• WHAT YOU NEED TO DO
Take down each entry exactly as written.

(Excerpts from a detection dataset)
## BEGIN

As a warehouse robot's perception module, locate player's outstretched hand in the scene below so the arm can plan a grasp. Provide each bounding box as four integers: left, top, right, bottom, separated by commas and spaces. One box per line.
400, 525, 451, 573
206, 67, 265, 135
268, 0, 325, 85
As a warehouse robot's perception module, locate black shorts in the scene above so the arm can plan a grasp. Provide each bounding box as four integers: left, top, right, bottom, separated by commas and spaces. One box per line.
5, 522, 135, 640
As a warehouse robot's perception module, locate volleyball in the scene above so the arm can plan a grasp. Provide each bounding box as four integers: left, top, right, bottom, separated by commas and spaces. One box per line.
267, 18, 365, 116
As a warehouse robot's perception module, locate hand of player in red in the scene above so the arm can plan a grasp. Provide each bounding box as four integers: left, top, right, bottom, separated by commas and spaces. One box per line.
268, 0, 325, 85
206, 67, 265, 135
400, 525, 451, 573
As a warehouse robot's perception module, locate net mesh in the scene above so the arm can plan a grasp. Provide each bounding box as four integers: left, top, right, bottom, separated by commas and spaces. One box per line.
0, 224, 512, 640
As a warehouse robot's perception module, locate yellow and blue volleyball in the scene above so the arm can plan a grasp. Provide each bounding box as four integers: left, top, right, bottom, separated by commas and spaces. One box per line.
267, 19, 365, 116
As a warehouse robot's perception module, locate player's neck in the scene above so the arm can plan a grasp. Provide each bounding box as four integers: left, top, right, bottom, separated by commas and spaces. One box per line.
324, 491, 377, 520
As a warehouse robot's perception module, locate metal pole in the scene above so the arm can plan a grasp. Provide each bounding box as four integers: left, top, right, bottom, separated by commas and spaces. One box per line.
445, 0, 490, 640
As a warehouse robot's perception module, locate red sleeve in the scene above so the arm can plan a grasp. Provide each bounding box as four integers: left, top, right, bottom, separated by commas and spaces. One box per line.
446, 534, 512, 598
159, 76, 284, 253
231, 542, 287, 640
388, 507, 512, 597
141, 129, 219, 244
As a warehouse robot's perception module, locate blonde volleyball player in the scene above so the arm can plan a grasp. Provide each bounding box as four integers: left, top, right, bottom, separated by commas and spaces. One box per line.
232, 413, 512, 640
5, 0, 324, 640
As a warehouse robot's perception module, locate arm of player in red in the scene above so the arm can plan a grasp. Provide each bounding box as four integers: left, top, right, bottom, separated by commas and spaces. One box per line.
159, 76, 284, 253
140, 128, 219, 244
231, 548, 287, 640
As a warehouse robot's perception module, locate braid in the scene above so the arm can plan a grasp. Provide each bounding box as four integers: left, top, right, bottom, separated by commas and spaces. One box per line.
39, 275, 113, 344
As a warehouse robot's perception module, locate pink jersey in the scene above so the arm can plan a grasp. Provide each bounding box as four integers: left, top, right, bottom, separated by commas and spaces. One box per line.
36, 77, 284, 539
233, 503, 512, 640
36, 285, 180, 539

## END

• WRITTEN SOLUTION
As a warehouse robot's perception module, locate player's outstretched hand in the scene below so the arm can plan a grasp. Provide each bounding box as four integers: left, top, right, bottom, separated by commas and spaces. One box per line.
400, 525, 451, 573
206, 67, 265, 135
268, 0, 325, 85
As a warehouse robot's perception module, locate black shorts in the scene above so the arm can plan a grasp. Provide each bounding box as four integers: left, top, right, bottom, separated by commas and spaces. One box per line.
5, 522, 135, 640
As a warehouse robot's perception module, locate volleyball in the scene above so the arm can plan a grasp. Provide each bounding box as four integers: left, top, right, bottom, separated by commas and spaces. One box per line.
267, 18, 365, 116
As a warehouse robot's perception module, locate hand of player in red in the scene above so the arm can plan a grasp. Provide each bounding box as four integers: left, top, right, bottom, separated by commas and spaces. One box per line.
268, 0, 325, 85
206, 67, 265, 135
400, 525, 451, 573
As a warehouse robot's perception module, locate net mesh in the scene above so the arm can plan a grasp. Provide each bounding box as four integers: left, top, right, bottom, separated by commas and spaces. One box per line.
0, 224, 512, 640
As a warehouse robot's perception module, locate yellow and blue volleyball in the scene above so the arm can plan a grasp. Provide each bounding box as four integers: left, top, right, bottom, separated by commas and spaces. One box per line.
267, 19, 365, 116
As a warehouse robot's perception module, locate player's neck in the scene above so the arm can plan a grasp. Provide each bounding box as four integers: left, top, right, bottom, separated by commas and spaces. One box per line.
324, 491, 377, 520
As a warehouse robot's perception module, locate metal pole in the scene above so the arm can plan a grasp. Provide each bounding box as four integers: left, top, right, bottom, separated by commas and spaces. One box per line.
445, 0, 490, 640
As a warehouse robot's perception module, locate red sleeve in the scene above so the arm can plan a grasp. Provide each bounding box as four integers: left, top, right, bottom, separated by commas and spaces. One box per line.
446, 534, 512, 598
159, 76, 284, 253
231, 542, 287, 640
388, 507, 512, 597
141, 129, 219, 244
As a warehouse robot's perception module, locate blonde volleyball player in the scene above so the arm can plan a grasp. Provide each bounding box as four integers: left, top, right, bottom, separated by commas and spaces. One box per line.
232, 413, 512, 640
5, 0, 324, 640
As a warehouse robot's perception module, locate arm of player in red in the scene above so the arm can plan a grasp. Provide each bounding box as four integers: left, top, right, bottom, separated by commas and spaces. One box per line.
159, 76, 284, 253
140, 128, 219, 244
231, 548, 287, 640
As a warehouse robot's perception module, locate braid in the scene above so the arm can plan a grasp. Provide each bounding box as four integers: left, top, right, bottom, separated by commas and spaces. One box per line.
39, 275, 113, 344
As a warehouse robot's perception module, locate pink jersey in the scene above so the arm can plan a grasp. Provide each bounding box as four integers: left, top, right, bottom, separated by commas and spaces. One box per line.
36, 77, 284, 539
233, 503, 512, 640
36, 285, 180, 539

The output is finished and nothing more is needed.